**情報の活用:**
**A)** 高線量率組織内照射の文章のうち、「昭和大学医学部 泌尿器科学講座」を含む語句で始まり「ることが多く行われています。」で終わる部分を、「フレキシトロン」を「照射装置」に置き換えて書き直すこと。
**B)** 高線量率組織内照射の文章の続きを、最後の文の後から書き足すこと。

**抜粋本文:**
===

高線量率組織内照射(HDR:High dose-rate brachytherapy)とは、放射線性線源をがん病巣の内部に留置し、病巣に直接、大線量を照射する治療法です。

体の表面から高エネルギー放射線を照射する外照射と異なり、微小な放射性物質を直接体内に置いて照射します。まず、前立腺にアプリケータ針(イリジウム線源を通すための内腔を持った管状の針)を肛門と陰嚢の間の会陰部から刺入します。次に刺入されたアプリケータ針と前立腺の位置関係をもとに、コンピュータにより最適な治療計画を作成します。最後にその計画に従ってイリジウム線源がアプリケータ針を通して前立腺内に挿入され、照射されます。

昭和大学医学部 泌尿器科学講座

(治療の様子です)

この治療では、線量配分が各個人の前立腺の大きさ・形に合うようにコンピュータにより最適な治療計画がなされているため、投与線量やその均等性の点で高い精度の治療が可能です。この小線源治療装置(フレキシトロン)によって、放射線を病巣に集中して照射することができ、周辺正常細胞の照射によるダメージを減らすことができます。照射(終了後にアプリケータ針はすべて抜去します。HDRは、中リスク以上の限局性前立腺癌に対し、外照射を併用して行うことが一般的ですが、高リスクの場合はさらに長期のホルモン療法を併用することが多く行われています。

===

**検討用データ:**
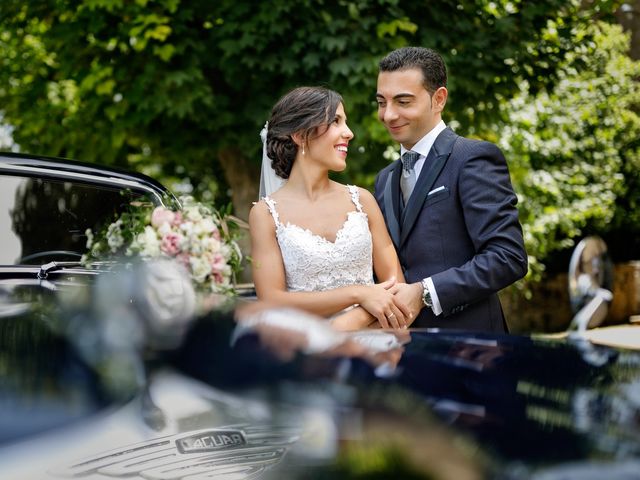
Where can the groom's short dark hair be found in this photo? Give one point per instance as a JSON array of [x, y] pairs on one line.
[[434, 71]]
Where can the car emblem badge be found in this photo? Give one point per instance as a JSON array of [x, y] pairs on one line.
[[210, 441]]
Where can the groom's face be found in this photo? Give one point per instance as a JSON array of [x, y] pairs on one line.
[[405, 106]]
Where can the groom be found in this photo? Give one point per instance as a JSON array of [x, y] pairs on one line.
[[448, 203]]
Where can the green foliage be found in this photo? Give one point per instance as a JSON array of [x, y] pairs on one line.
[[574, 150], [173, 83], [179, 89]]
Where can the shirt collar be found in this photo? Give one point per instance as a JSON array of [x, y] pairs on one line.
[[425, 143]]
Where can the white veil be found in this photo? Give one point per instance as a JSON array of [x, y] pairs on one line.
[[269, 181]]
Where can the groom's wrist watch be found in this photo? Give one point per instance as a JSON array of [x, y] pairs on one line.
[[426, 294]]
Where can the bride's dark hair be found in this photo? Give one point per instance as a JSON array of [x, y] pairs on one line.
[[303, 110]]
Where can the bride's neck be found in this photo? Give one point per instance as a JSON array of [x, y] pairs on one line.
[[310, 183]]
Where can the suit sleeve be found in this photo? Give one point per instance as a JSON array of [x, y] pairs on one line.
[[488, 205]]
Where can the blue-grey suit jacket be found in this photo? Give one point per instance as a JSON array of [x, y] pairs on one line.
[[460, 227]]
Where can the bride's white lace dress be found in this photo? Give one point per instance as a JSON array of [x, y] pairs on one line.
[[313, 263]]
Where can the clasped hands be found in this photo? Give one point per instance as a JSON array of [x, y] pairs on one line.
[[393, 304]]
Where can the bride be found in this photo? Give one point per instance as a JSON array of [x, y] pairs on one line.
[[316, 243]]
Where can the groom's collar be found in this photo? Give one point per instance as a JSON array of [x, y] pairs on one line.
[[425, 143]]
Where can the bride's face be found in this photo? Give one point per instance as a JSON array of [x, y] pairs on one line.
[[331, 145]]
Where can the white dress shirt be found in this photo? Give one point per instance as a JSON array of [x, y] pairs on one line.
[[423, 147]]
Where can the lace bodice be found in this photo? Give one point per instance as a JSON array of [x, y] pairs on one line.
[[313, 263]]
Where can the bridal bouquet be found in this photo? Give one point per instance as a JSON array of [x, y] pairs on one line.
[[199, 237]]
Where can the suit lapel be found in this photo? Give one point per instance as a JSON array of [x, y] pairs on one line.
[[433, 165], [392, 203]]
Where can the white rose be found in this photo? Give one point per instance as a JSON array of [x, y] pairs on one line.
[[200, 268], [149, 242], [205, 227], [210, 244], [193, 213]]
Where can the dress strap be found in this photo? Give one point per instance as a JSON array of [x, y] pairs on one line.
[[271, 204], [355, 196]]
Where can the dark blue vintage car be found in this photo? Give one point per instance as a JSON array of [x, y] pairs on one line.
[[94, 386]]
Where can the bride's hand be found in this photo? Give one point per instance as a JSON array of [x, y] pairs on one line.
[[379, 301]]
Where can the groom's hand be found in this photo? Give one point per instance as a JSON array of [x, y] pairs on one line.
[[410, 295]]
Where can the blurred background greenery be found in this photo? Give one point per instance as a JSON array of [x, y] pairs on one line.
[[179, 89]]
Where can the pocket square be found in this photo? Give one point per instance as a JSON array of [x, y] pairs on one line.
[[436, 190]]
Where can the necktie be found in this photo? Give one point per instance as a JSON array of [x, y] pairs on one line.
[[408, 177]]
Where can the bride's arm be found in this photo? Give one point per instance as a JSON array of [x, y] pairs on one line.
[[269, 278], [385, 257]]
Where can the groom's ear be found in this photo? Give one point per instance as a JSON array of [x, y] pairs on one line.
[[439, 99]]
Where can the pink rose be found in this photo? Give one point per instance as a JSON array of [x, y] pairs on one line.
[[218, 263], [160, 216], [170, 244], [217, 277], [177, 219], [183, 258]]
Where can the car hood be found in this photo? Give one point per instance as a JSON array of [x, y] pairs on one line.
[[263, 399]]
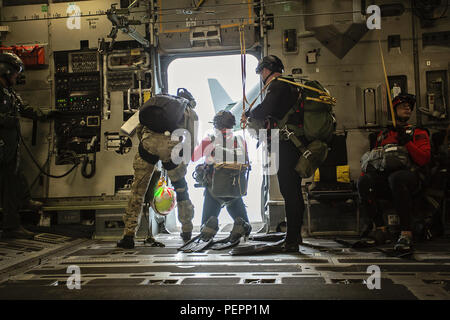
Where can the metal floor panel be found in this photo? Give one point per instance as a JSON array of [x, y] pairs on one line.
[[323, 269]]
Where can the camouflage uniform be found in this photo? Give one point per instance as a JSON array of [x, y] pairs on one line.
[[157, 146]]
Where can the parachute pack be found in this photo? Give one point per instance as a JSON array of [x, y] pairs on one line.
[[163, 113], [310, 125]]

===

**各問の解答:**
**A)**
昭和大学医学部 泌尿器科学講座

(治療の様子です)

この治療では、線量配分が各個人の前立腺の大きさ・形に合うようにコンピュータにより最適な治療計画がなされているため、投与線量やその均等性の点で高い精度の治療が可能です。この小線源治療装置(照射装置)によって、放射線を病巣に集中して照射することができ、周辺正常細胞の照射によるダメージを減らすことができます。照射(終了後にアプリケータ針はすべて抜去します。HDRは、中リスク以上の限局性前立腺癌に対し、外照射を併用して行うことが一般的ですが、高リスクの場合はさらに長期のホルモン療法を併用することが多く行われています。

**B)**
HDRは低線量率組織内照射療法(密封小線源永久挿入治療)と異なり、線源は一時的な刺入ですが、照射回数や線量など定められたプロトコール(手順)は存在せず、施設によって異なるのが現状です。現在は照射回数を減らして1回にすることが一般的になりつつありますが、プロトコールによっては数日にわたり複数回の照射が行われる場合もあり、その際は照射が終了するまでの期間、アプリケータ針が刺入されたままの状態になるため、患者さんの負担が大きく、また線源のずれも発生することがあり、その場合は正確な照射が困難となることが予想されます。昭和大学では15Gy(グレイ)の線量で、1回照射を行っています。1回照射であれば、照射終了後に刺入した線源は即抜去できるため、患者さんの負担も少なく、入院日数の短縮などメリットも大きいものと考えます。当院では前立腺の被膜の外に浸潤したり、隣接する精嚢などに浸潤する局所進行した超高リスク癌を中心に行っています。